PROBLEM TO WORK ON:
Locate each line below containing the string "plant" and copy those lines out. Case counts, so match capitals and lowercase letters precisely.

====================

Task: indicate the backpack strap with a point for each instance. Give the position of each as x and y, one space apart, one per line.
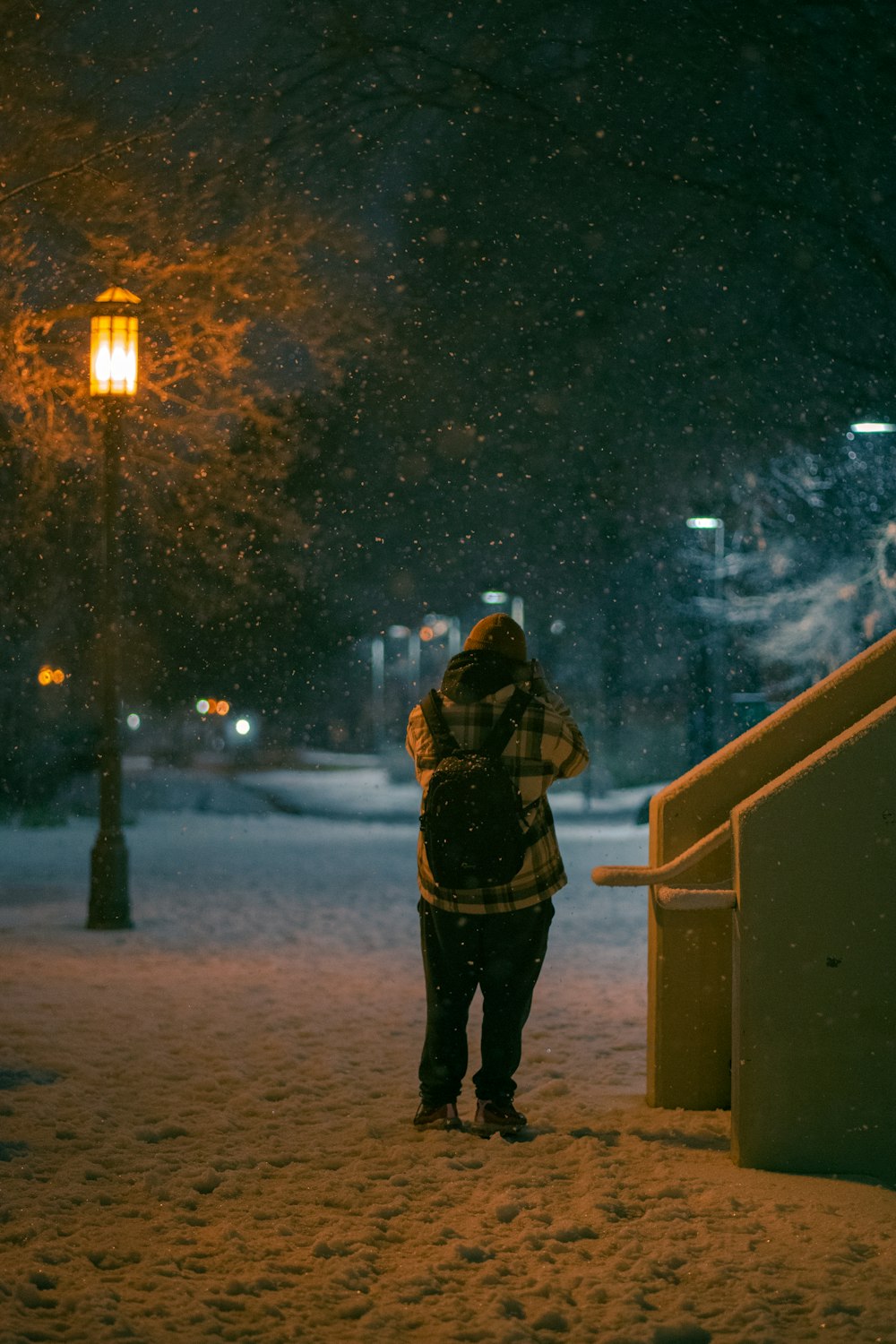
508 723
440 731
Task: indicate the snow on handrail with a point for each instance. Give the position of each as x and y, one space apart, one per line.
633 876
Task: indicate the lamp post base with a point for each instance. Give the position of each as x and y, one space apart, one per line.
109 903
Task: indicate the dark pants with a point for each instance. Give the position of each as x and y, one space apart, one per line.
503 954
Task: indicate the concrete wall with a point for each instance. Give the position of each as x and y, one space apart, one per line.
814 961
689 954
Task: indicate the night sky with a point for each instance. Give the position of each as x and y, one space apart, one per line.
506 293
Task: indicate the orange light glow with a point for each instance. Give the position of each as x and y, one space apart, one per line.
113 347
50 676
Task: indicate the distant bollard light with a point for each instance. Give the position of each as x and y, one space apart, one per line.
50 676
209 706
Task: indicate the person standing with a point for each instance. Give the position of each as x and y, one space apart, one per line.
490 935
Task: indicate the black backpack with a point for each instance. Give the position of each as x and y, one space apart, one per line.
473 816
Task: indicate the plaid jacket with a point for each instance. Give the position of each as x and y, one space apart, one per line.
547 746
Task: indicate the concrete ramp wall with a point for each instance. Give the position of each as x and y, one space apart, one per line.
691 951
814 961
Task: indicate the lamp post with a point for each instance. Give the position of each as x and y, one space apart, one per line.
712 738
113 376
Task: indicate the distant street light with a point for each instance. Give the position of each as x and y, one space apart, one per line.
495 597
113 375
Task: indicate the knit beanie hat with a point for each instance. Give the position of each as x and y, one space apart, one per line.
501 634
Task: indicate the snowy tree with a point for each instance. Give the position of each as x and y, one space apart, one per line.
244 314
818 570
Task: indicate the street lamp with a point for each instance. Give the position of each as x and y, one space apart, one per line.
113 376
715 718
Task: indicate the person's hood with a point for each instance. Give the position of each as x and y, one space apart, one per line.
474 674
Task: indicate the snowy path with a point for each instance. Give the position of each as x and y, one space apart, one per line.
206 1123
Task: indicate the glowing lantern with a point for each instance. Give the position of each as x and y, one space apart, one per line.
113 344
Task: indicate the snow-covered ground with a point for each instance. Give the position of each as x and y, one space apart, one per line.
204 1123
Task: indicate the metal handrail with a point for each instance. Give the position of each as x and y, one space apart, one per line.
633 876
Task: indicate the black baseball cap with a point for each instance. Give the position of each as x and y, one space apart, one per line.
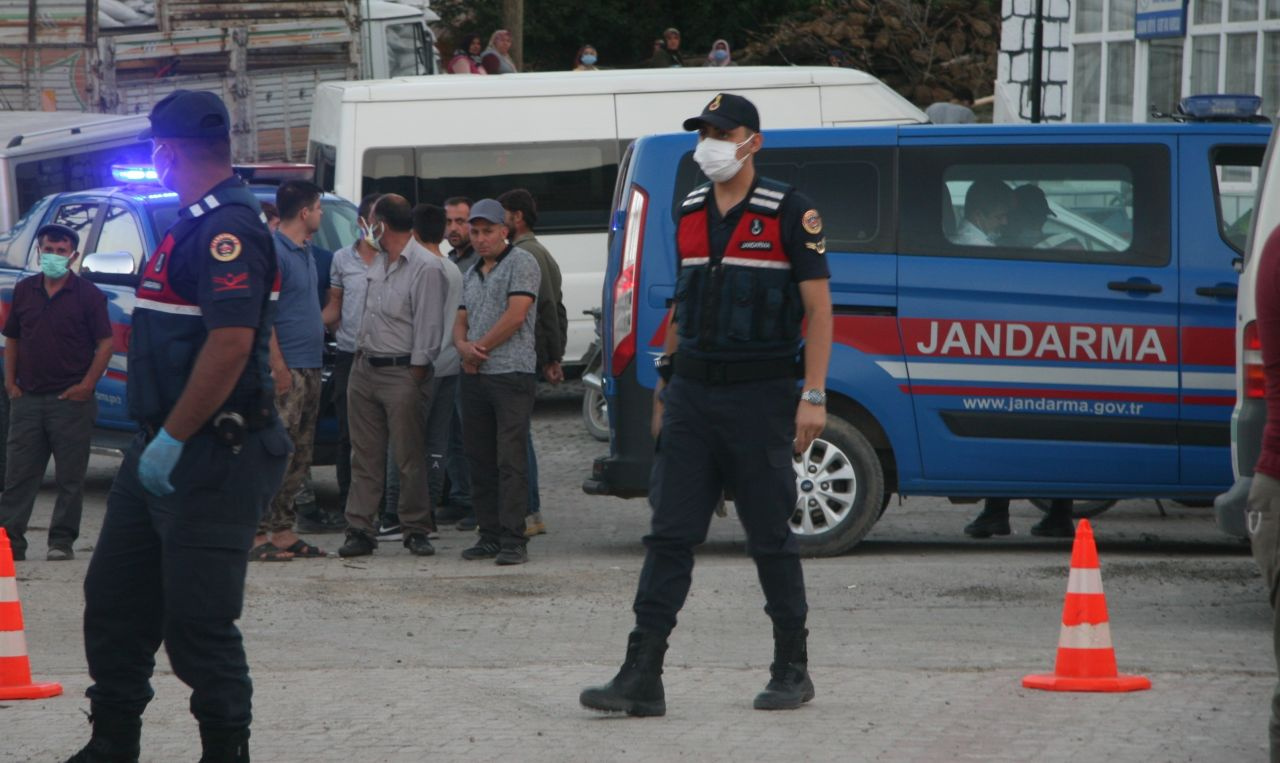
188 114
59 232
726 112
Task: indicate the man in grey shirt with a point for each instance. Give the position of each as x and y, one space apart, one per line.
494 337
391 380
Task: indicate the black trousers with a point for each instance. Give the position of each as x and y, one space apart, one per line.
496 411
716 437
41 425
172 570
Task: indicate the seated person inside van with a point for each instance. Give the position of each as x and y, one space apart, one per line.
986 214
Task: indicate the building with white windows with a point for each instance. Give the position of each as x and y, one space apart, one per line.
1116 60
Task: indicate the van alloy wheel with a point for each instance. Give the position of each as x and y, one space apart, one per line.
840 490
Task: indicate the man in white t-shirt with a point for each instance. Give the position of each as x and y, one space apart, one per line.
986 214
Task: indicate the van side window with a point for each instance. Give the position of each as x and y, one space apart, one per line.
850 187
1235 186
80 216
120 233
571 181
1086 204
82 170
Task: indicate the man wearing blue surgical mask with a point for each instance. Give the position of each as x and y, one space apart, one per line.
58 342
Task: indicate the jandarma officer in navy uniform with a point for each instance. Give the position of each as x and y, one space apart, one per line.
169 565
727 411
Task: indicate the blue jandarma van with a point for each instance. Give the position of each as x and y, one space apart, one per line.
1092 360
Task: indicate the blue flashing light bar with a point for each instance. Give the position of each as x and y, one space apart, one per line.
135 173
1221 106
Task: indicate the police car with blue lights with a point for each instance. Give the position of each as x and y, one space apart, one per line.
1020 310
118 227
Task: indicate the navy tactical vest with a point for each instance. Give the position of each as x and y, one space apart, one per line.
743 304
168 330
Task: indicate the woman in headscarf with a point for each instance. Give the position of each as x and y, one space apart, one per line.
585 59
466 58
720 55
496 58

====================

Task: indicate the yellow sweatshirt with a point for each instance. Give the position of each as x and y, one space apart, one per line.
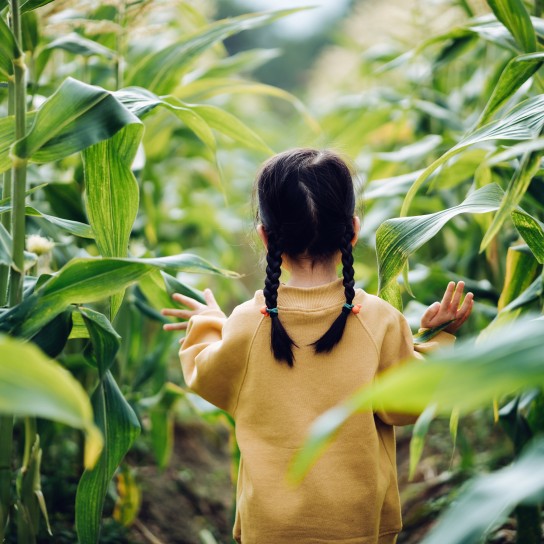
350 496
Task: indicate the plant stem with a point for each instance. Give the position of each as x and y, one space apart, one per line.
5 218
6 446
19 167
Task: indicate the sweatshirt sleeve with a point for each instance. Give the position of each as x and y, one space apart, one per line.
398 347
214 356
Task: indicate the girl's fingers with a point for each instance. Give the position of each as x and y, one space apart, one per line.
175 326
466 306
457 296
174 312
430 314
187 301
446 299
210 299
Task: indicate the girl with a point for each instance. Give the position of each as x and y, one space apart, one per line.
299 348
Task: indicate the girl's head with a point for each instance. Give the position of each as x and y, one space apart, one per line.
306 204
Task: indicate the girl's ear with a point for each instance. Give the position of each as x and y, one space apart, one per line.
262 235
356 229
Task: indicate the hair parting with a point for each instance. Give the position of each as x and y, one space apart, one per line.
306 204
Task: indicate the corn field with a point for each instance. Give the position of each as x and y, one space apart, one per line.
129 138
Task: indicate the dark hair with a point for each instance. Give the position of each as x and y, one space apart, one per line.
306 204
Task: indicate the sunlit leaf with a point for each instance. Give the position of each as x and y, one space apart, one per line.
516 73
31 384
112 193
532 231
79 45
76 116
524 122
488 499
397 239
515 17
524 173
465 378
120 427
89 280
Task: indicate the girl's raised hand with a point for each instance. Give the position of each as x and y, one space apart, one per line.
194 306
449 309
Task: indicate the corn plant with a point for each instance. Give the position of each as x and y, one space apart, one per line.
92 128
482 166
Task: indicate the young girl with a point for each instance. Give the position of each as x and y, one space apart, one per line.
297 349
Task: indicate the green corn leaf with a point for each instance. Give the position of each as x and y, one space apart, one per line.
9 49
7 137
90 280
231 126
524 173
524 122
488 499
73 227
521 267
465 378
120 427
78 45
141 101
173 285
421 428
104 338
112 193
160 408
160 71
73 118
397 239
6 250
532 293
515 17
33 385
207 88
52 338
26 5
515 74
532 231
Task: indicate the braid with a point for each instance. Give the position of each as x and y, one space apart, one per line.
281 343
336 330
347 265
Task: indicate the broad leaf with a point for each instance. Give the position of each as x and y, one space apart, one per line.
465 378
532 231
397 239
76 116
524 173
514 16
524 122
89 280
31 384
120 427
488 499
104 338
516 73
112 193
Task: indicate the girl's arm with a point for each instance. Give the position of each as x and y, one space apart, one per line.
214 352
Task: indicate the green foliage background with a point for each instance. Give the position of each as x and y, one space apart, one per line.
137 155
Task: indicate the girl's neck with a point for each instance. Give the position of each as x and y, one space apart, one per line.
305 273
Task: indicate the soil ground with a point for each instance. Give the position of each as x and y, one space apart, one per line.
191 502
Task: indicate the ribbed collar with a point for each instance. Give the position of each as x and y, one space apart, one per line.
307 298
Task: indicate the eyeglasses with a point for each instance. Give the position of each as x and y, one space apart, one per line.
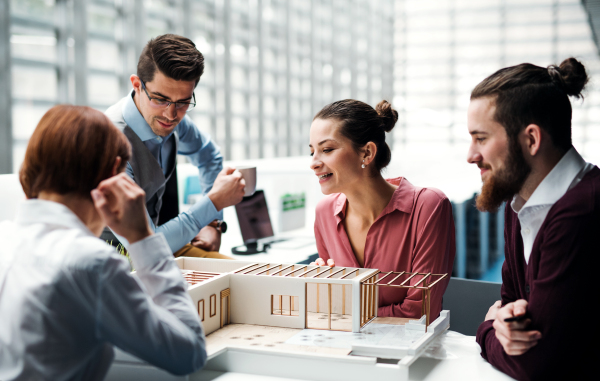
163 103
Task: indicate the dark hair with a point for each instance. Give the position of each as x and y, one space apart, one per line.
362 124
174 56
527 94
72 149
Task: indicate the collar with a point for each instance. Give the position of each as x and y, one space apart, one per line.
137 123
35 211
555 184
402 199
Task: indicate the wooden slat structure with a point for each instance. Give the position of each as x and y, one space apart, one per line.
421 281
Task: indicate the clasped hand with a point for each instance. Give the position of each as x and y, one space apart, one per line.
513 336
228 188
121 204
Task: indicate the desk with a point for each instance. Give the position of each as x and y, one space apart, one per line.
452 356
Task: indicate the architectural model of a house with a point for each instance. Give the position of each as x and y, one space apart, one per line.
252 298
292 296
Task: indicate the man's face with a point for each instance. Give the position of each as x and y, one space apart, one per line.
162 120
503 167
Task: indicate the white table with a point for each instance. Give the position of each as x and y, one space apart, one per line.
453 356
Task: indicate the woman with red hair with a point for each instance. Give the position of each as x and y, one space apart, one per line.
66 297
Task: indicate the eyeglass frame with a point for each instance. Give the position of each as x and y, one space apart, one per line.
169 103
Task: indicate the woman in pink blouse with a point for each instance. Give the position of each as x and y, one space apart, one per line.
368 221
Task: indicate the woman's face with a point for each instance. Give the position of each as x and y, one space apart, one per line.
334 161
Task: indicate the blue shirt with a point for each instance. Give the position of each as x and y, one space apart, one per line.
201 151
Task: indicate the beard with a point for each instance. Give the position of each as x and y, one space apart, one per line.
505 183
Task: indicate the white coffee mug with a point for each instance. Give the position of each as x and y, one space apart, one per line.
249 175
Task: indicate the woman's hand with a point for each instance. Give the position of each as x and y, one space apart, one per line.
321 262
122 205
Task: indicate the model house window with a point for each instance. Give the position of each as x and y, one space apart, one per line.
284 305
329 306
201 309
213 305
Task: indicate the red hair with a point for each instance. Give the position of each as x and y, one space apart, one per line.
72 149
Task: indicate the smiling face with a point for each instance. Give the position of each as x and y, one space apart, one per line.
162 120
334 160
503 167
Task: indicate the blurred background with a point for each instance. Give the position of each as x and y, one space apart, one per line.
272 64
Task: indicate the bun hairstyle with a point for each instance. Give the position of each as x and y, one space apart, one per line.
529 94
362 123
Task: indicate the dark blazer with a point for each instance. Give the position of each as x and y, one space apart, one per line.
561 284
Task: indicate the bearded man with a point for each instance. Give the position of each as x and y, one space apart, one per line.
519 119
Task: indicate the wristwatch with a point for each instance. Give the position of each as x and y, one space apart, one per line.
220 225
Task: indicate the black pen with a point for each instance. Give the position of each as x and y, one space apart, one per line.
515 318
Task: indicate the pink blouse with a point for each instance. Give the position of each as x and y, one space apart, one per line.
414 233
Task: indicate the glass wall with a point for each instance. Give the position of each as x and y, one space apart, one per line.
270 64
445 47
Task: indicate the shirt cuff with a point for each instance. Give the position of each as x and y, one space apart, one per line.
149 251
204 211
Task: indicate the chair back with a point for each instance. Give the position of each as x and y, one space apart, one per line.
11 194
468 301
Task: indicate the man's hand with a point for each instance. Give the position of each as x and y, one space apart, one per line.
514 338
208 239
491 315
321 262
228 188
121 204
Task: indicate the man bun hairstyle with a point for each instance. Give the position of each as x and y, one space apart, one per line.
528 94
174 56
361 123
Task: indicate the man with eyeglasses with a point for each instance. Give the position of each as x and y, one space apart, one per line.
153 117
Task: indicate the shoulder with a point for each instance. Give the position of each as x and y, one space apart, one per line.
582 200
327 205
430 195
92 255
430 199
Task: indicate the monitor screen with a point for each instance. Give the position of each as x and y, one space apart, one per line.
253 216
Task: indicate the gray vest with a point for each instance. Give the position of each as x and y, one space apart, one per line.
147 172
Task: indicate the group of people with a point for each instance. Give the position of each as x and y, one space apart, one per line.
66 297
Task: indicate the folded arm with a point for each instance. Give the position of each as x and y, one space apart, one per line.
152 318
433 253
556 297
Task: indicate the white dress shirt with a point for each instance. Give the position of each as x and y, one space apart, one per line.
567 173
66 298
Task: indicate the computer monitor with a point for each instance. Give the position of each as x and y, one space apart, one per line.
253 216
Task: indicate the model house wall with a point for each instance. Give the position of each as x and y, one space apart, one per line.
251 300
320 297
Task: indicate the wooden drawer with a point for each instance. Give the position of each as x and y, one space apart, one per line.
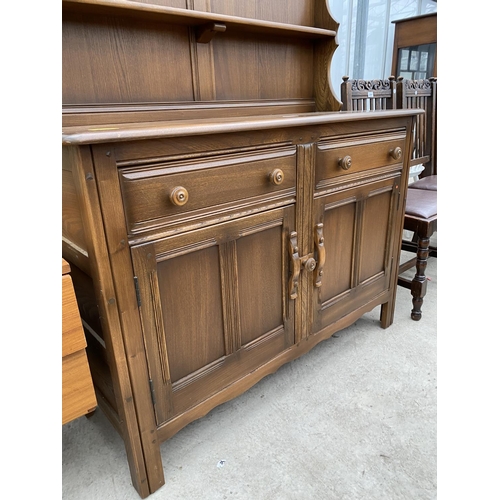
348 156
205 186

====================

THE OUTPUT:
Task: indicate the plant stem with a point for each instance. Give the position of each as x and y, one space apart, one per line.
Task: indicate the corn plant with a point for each instance. Give the position of each as x and y, one space apart, one per line.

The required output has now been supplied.